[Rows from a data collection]
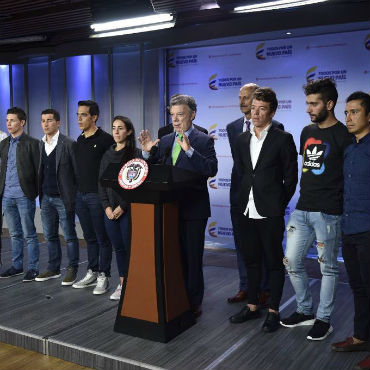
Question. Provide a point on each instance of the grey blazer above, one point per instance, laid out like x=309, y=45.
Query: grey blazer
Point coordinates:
x=27, y=164
x=66, y=171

■ **DIRECTION**
Rewrite every row above, including the request lines, with each x and y point coordinate in the answers scaled by 2.5 and rounded to the nearest whole number, halves rounding up. Leave the numbers in the request text unchanged, and omit the pictures.

■ **WRITTEN SOLUTION**
Question. Provide a point on each instance of the grey blazer above, one point per instance, laid out like x=309, y=45.
Query: grey blazer
Point coordinates:
x=68, y=410
x=165, y=428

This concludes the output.